NumbersUSA published its first national level study on sprawl two decades ago in 2001. At that time, sprawl was a hot topic with many environmental organizations and the general public concerned about the impacts of ever-expanding cities and the nation’s steadily disappearing rural land. Vice-president and later presidential candidate Al Gore had made it a personal cause in the late 1990s. Two decades later, sprawl is still devouring valuable farmland and wildlife habitat throughout the United States, but national and state environmental groups, by and large, have shifted their focus away from domestic environmental and conservation issues toward more global issues like global warming and “climate justice”. The loss of habitat and open space due to the unsustainable outward expansion of cities in America, i.e., urban and suburban sprawl, has fallen out of fashion; it is no longer seen as “sexy.”
Despite our country’s economic setbacks since the Great Recession of 2008, sprawl continues to be a major threat to rural land and natural habitats in the United States. Nationally, in just the 10 years from 2007 to 2017, some 5,697,000 acres (about 8,900 square miles) – an area larger than New Jersey (8,723 square miles) – of previously undeveloped land succumbed to the bulldozer’s blade.
....................
[REQUIREMENTS]
(a) Set down the text on sprawl word for word, from "Despite our country’s" up to and including "the bulldozer’s blade.".
(b) Answer these questions from the text on sprawl, one answer per line with matching marks:
(i) In what year did NumbersUSA publish its first national level study on sprawl?
(ii) Which state is named as smaller in area than the land developed from 2007 to 2017?
(iii) How many acres of previously undeveloped land were lost in the 10 years from 2007 to 2017?
(c) In the order they appear, list every specific calendar year the text on sprawl names.
Answer from the text on sprawl alone.

[Image outline annotation records]
....................
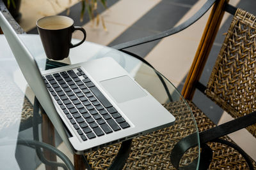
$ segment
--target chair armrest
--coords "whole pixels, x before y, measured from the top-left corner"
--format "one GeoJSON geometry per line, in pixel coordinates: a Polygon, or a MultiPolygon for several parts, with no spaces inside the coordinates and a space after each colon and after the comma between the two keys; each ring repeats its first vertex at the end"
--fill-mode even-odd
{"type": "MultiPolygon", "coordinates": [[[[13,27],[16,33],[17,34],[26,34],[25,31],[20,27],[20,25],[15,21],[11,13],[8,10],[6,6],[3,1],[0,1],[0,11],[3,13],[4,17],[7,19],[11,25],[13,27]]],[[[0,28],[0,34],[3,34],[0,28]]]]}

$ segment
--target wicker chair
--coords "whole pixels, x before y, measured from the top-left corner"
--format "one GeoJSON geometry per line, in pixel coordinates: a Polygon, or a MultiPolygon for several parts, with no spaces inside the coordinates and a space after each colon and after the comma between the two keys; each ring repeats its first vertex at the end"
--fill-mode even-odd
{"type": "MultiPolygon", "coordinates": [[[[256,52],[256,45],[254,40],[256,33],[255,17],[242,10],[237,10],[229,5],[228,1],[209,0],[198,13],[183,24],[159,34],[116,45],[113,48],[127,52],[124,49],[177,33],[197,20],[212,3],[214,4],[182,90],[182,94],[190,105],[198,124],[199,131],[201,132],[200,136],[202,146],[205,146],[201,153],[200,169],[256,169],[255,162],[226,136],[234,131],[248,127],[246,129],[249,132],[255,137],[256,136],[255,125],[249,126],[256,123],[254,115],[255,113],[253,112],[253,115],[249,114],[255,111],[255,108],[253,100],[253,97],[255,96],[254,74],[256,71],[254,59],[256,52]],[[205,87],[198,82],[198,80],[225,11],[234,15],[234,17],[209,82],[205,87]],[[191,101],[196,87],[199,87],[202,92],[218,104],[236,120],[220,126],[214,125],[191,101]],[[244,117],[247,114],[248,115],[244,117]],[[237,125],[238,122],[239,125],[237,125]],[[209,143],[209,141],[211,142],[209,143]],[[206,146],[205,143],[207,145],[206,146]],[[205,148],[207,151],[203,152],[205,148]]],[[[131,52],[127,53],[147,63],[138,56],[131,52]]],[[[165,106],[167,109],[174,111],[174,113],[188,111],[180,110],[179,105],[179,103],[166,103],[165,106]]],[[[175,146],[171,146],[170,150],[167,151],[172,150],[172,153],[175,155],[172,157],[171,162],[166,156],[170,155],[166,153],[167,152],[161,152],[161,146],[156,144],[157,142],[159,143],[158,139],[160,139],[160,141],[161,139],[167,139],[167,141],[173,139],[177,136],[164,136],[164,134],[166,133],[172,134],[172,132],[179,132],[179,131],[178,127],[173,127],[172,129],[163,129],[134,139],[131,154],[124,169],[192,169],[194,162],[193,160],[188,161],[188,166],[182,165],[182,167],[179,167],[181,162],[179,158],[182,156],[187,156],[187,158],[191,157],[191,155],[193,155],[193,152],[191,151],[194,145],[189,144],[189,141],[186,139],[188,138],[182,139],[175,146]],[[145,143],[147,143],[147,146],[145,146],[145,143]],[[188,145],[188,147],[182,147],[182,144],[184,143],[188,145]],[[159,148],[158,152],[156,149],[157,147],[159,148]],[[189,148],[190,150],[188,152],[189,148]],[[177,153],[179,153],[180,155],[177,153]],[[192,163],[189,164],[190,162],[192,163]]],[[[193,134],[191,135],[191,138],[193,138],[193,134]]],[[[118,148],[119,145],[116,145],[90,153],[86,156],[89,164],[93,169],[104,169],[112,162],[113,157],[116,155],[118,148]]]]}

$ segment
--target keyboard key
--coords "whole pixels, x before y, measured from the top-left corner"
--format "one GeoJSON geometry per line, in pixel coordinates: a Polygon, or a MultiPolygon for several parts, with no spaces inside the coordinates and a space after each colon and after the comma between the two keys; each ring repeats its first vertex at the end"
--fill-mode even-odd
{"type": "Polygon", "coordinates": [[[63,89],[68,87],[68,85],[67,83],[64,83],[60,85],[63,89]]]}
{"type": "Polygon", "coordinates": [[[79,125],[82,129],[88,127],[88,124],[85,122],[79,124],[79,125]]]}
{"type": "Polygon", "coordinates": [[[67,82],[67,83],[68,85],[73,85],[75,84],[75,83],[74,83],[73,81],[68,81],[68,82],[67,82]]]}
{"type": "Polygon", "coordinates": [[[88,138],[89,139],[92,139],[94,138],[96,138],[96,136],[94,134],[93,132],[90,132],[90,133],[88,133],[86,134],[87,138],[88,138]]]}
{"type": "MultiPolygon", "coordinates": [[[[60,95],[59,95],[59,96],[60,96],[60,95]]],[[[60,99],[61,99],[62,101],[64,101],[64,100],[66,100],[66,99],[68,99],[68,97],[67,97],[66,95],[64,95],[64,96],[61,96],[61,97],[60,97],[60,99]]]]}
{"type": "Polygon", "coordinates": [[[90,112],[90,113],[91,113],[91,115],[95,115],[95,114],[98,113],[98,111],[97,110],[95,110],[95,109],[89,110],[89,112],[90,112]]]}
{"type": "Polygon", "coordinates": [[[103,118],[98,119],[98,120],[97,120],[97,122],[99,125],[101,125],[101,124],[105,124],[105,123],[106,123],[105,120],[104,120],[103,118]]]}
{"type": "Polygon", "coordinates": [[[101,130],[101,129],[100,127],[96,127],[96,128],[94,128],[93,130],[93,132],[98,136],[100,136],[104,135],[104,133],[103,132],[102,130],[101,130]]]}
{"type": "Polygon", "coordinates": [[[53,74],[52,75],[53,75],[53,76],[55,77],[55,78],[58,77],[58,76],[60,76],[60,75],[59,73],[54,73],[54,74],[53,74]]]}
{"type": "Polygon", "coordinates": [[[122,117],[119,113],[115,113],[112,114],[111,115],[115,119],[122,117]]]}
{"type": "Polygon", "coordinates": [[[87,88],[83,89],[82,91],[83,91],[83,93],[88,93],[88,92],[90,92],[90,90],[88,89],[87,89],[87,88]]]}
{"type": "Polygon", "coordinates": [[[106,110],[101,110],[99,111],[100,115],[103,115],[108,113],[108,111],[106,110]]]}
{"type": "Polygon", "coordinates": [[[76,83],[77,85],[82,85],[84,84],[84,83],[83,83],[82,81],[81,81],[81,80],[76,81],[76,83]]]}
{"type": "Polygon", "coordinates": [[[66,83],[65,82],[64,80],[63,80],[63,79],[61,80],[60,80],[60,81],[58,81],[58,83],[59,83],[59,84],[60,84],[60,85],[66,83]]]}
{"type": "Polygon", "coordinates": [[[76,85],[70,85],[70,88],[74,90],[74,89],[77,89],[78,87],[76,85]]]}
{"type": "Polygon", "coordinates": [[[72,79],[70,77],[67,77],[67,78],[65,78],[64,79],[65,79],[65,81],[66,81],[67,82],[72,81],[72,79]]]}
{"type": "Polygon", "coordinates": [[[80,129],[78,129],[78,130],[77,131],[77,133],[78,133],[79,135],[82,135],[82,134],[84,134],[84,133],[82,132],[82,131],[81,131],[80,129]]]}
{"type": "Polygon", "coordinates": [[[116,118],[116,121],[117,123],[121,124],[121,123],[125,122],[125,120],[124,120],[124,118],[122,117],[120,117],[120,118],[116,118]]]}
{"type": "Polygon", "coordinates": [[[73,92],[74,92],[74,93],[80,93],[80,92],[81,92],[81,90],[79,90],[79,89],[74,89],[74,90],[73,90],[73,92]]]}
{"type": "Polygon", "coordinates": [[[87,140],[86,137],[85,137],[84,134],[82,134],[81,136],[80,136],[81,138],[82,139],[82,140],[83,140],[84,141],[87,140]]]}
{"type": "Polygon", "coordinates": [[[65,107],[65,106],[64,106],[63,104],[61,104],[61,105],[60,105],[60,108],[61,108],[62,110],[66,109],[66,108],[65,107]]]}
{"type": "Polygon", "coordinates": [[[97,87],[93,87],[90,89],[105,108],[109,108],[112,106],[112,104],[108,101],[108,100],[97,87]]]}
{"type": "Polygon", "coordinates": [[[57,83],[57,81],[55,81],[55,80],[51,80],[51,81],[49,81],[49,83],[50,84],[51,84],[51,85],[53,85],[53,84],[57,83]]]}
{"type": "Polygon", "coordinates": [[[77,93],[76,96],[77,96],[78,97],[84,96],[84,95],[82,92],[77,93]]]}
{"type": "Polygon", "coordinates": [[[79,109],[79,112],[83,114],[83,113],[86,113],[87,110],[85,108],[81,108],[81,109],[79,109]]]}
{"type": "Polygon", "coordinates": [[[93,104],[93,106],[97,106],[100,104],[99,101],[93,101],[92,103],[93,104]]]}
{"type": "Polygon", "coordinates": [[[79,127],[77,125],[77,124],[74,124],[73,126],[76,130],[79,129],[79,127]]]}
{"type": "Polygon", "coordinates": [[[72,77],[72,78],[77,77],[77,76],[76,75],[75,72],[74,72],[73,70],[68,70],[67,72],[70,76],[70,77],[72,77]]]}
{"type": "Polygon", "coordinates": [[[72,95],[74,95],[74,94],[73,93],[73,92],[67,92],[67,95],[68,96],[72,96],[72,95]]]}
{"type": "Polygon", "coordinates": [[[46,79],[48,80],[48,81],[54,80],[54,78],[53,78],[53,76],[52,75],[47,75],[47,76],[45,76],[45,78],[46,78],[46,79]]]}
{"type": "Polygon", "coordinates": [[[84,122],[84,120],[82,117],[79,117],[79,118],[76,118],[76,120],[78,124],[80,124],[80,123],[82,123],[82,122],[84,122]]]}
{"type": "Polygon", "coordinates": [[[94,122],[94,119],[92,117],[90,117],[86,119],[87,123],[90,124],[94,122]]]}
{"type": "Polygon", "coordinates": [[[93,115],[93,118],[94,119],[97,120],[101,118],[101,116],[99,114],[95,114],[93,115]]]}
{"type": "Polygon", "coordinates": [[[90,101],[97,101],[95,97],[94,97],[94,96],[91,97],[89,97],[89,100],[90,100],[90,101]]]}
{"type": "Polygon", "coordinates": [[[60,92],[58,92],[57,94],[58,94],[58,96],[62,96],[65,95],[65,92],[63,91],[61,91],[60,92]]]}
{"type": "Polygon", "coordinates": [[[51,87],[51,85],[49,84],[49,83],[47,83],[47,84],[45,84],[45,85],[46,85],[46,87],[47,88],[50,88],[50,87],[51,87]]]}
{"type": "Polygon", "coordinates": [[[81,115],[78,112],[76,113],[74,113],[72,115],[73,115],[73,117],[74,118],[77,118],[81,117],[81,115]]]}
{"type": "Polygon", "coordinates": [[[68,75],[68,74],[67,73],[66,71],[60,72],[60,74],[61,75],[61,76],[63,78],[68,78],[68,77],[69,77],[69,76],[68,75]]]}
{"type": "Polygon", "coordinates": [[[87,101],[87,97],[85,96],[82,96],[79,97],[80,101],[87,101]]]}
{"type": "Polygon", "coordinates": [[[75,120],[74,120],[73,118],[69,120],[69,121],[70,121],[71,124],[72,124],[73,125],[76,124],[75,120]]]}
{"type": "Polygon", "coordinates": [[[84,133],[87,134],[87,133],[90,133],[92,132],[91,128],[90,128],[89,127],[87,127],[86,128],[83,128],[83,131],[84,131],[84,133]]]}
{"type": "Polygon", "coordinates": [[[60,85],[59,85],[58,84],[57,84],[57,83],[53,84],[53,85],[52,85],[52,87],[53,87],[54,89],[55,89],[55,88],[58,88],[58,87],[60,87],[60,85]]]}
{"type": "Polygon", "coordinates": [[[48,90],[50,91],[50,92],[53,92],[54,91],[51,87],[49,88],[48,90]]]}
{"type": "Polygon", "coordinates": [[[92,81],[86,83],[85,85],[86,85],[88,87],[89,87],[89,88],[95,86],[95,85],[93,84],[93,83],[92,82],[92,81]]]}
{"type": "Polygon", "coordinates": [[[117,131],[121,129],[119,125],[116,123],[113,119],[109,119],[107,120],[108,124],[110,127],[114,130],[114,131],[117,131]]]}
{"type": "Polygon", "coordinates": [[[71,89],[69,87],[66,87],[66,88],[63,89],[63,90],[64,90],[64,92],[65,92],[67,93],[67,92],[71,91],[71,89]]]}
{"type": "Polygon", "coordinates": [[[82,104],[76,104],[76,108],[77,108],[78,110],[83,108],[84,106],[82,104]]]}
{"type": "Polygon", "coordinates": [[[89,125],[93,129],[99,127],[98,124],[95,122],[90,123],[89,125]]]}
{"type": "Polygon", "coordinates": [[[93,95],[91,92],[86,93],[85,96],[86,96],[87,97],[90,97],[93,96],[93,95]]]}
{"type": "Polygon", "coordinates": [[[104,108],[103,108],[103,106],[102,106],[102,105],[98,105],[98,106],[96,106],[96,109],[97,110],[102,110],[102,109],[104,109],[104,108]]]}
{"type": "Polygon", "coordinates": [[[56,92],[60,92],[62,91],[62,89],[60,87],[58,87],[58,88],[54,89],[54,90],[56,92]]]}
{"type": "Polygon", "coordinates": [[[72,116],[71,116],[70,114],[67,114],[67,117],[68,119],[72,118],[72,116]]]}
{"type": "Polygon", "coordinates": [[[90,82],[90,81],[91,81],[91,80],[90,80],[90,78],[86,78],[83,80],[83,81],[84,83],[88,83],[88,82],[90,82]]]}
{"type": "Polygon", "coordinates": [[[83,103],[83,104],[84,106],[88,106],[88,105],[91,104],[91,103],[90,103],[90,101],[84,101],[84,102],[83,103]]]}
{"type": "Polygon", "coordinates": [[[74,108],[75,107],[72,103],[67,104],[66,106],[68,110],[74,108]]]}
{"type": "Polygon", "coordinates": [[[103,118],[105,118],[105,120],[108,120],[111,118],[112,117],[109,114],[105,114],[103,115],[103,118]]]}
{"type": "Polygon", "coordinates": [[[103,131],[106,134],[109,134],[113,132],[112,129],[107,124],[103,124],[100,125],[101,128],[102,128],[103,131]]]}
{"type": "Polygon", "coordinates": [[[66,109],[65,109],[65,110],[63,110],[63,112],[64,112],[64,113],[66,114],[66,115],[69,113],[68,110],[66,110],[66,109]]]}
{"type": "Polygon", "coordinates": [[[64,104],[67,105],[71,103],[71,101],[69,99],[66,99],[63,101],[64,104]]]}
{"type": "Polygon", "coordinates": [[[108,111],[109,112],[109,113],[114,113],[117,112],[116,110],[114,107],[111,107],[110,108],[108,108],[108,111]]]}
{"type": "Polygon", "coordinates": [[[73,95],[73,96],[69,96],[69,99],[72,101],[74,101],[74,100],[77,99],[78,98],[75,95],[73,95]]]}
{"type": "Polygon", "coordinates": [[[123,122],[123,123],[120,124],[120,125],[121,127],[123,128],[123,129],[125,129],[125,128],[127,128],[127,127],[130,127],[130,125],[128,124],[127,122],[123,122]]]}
....................
[ANSWER SET]
(a)
Despite our country’s economic setbacks since the Great Recession of 2008, sprawl continues to be a major threat to rural land and natural habitats in the United States. Nationally, in just the 10 years from 2007 to 2017, some 5,697,000 acres (about 8,900 square miles) – an area larger than New Jersey (8,723 square miles) – of previously undeveloped land succumbed to the bulldozer’s blade.

(b)
(i) 2001
(ii) New Jersey
(iii) Some 5,697,000 acres (about 8,900 square miles)

(c) 2001, 2008, 2007, 2017